Objective:
Please gather every line below that contains the word "command". Case counts.

Exercise input:

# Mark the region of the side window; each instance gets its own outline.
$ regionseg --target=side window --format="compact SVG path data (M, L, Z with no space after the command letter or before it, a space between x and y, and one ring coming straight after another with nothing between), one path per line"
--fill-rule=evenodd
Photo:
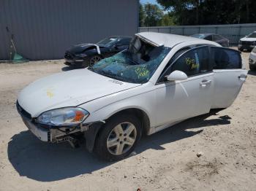
M118 42L118 44L121 46L128 46L129 42L131 41L131 39L126 38L126 39L122 39Z
M228 48L211 47L214 69L241 69L240 52Z
M222 36L219 35L214 35L214 41L221 40L222 39Z
M211 35L206 36L205 37L205 39L212 41L212 35L211 34Z
M182 71L188 77L211 71L208 47L194 48L183 54L173 64L170 74L176 70Z

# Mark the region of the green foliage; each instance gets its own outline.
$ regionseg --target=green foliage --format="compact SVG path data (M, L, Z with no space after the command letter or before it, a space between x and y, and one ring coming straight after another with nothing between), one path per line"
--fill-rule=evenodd
M139 10L140 26L171 26L174 24L170 14L165 13L157 4L140 4Z
M157 0L177 25L256 22L255 0Z

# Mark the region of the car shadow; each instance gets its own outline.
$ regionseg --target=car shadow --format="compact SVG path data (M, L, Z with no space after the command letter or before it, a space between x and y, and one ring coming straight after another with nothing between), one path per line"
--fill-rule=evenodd
M256 71L249 70L249 71L248 71L248 74L252 75L252 76L256 76Z
M193 117L151 136L143 136L135 152L140 153L148 149L165 149L162 145L193 136L203 130L203 128L195 131L187 129L230 123L231 118L228 116L206 119L213 114ZM7 152L10 162L20 176L40 182L53 182L91 174L115 163L98 159L86 150L85 145L73 149L67 143L42 142L29 130L14 135L8 143Z

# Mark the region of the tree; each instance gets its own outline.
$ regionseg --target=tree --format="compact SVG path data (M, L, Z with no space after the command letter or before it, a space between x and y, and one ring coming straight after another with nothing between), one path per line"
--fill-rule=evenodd
M179 25L256 22L255 0L157 0Z
M159 23L158 26L173 26L174 25L174 21L171 15L169 14L165 14L161 20L160 23Z
M139 26L145 26L146 12L143 6L140 3Z
M144 5L144 10L146 26L156 26L160 23L164 14L158 5L147 3Z

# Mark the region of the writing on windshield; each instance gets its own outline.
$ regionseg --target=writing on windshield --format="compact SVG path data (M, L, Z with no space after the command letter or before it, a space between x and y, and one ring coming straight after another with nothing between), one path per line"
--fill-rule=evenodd
M89 69L131 83L145 83L152 77L170 48L154 47L135 36L129 49L101 60Z

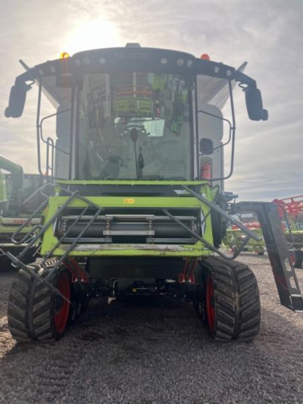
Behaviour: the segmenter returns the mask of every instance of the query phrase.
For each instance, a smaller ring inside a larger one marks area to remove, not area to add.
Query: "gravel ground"
[[[14,274],[3,271],[0,402],[303,402],[303,315],[280,305],[267,256],[239,261],[260,289],[261,328],[250,344],[214,341],[189,304],[96,300],[60,341],[19,345],[5,317]]]

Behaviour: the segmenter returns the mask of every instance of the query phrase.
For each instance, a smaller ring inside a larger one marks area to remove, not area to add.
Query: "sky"
[[[18,60],[32,66],[62,52],[138,42],[235,67],[247,61],[269,118],[250,121],[237,88],[234,170],[225,190],[242,200],[303,194],[303,0],[1,0],[0,7],[0,154],[26,172],[37,171],[37,89],[21,118],[4,113],[23,72]],[[55,112],[47,101],[42,108]]]

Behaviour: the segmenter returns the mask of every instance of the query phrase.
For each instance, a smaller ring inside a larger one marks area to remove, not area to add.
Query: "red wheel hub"
[[[213,280],[210,275],[206,282],[206,315],[211,332],[214,332],[215,326],[215,295]]]
[[[66,272],[62,272],[57,281],[57,288],[68,300],[70,300],[71,288],[69,277]],[[57,296],[56,296],[57,297]],[[60,297],[60,296],[59,296]],[[57,332],[61,333],[65,329],[70,312],[70,305],[66,300],[62,299],[59,308],[55,308],[54,322]]]

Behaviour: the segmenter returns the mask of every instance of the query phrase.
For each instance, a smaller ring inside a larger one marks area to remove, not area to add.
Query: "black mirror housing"
[[[4,115],[6,118],[20,118],[23,113],[26,92],[31,88],[25,83],[17,83],[11,89],[9,106],[6,109]]]
[[[199,145],[200,153],[207,156],[212,155],[214,153],[214,143],[211,139],[203,137]]]
[[[249,119],[252,121],[266,121],[268,118],[268,113],[266,110],[263,109],[262,96],[259,88],[246,88],[245,98],[246,109]]]

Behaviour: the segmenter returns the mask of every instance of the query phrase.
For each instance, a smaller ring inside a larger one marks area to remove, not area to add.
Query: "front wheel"
[[[259,332],[261,309],[255,275],[246,266],[221,258],[201,264],[203,287],[197,311],[215,339],[252,340]]]
[[[38,265],[33,266],[33,270],[43,276]],[[70,275],[65,267],[54,274],[52,283],[70,300]],[[65,331],[70,311],[70,304],[61,296],[29,272],[19,270],[12,286],[8,311],[9,328],[15,339],[59,339]]]

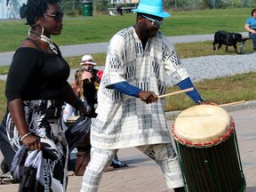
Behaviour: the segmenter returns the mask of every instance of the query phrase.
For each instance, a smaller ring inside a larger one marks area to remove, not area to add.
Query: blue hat
[[[132,10],[135,12],[142,12],[146,14],[155,15],[157,17],[166,18],[171,14],[164,12],[162,0],[140,0],[137,9]]]

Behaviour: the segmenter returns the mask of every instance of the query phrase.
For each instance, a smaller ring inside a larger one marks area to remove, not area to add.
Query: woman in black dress
[[[13,56],[5,90],[7,133],[18,151],[13,161],[25,165],[21,175],[13,167],[12,173],[20,180],[20,191],[65,191],[68,146],[62,106],[67,102],[86,110],[67,81],[69,66],[50,39],[62,30],[59,0],[28,0],[26,15],[28,37]]]

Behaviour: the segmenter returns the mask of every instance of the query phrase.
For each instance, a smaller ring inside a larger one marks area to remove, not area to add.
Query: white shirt
[[[145,50],[132,27],[116,34],[108,48],[98,91],[98,116],[92,124],[91,144],[115,149],[170,143],[164,99],[146,104],[108,86],[127,81],[144,91],[164,94],[165,72],[172,77],[172,84],[188,77],[180,64],[173,45],[160,32],[148,40]]]

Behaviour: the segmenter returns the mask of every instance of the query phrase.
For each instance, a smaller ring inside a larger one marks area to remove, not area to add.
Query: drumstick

The completed task:
$ regionseg --target=side window --format="compact SVG path data (M, L, Z with no space after the command letter or before it, a space between x and y, and one ring coming straight after another with nothing between), one path per line"
$ regionseg --target=green foliage --format="compact SVG path data (M, L, Z with no space after the command letter or before it, a space between x and y, and one ring coming straight after another with nothing between), one path per line"
$ regionseg --target=car shadow --format="compact SVG path data (M, L, Z with no space after the command letter or before it, a space between x and y, and one ring coming straight after another with nothing between), one path per line"
$ regionseg --target=tree --format="compact SVG path data (M, L, Z with no space after the command letter or before it, a space between x and y, and one ring coming straight after another with nothing between), one path per line"
$ regionseg --target=writing on windshield --format="compact SVG path data (M, L, Z with no space after the command letter or before it, a space between x and y, and one ring coming straight after another with nothing between), one path per line"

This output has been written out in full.